* [Travail demandé]
[1] Répondez à ces questions d'après l'extrait du document :
(a) Entre qui les rapports ont-ils lieu aujourd'hui ?
(b) Comme quoi la monarchie est-elle regardée ?
(c) Sous quelle forme un autre ordre s'élevait-il en Espagne il y a quelques années ?
[2] Traduisez en anglais cette phrase de l'extrait du document : « Et voyez comme le langage change avec les circonstances ! »

* [Extrait du document]
++++++++
Ce n’est pas un système ; mais je comprends ce langage si je reporte mes souvenirs vers le temps de l’ancienne monarchie, alors que les relations avaient lieu de rois à rois, de princes à princes ; mais enfin nous ne sommes plus dans cette position. Nous sommes tous pénétrés d’un profond sentiment monarchique, et pourquoi ? Parce que nous regardons la monarchie comme la base de l’ordre public que nous voulons maintenir. Mais aujourd’hui les rapports ont lieu de gouvernement à gouvernement, de pays à pays, de la France à l’Espagne, et vous nous répondez, vous, par une tendre sollicitude, par des sentiments affectueux pour une jeune reine.
Et voyez comme le langage change avec les circonstances ! Il y a quelques années un autre ordre s’élevait aussi en Espagne, et, je dois le dire, j’éprouvais pour cet autre ordre, sous une autre forme, sous la forme d’une régence au lieu d’une royauté, j’éprouvais pour cet ordre la même sympathie que j’éprouve aujourd’hui pour ce trône naissant, que je voudrais voir consolider, car il faut à ce malheureux pays un ordre quelconque.
++++++++
* [Données enregistrées]

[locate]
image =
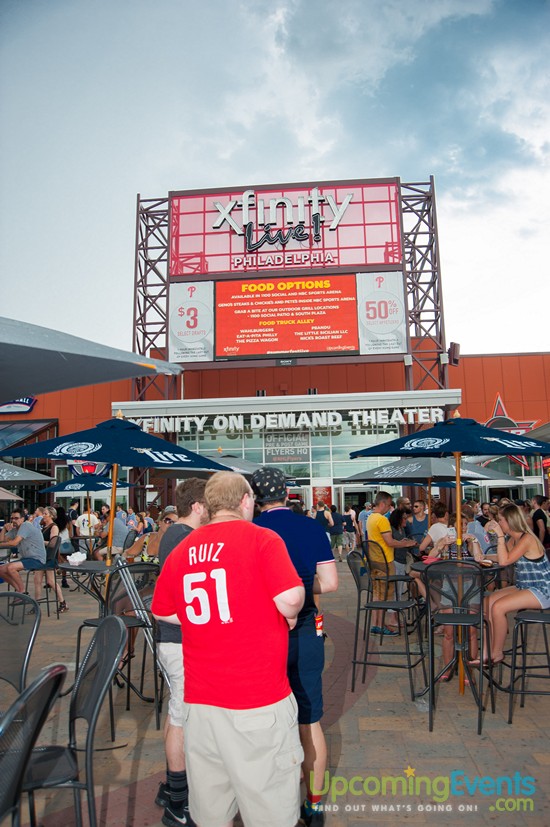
++++++++
* [Réponses rédigées]
[1]
(a) De gouvernement à gouvernement, de pays à pays, de la France à l'Espagne.
(b) Comme la base de l'ordre public que l'on veut maintenir.
(c) Sous la forme d'une régence au lieu d'une royauté.

[2] And see how the language changes with circumstances!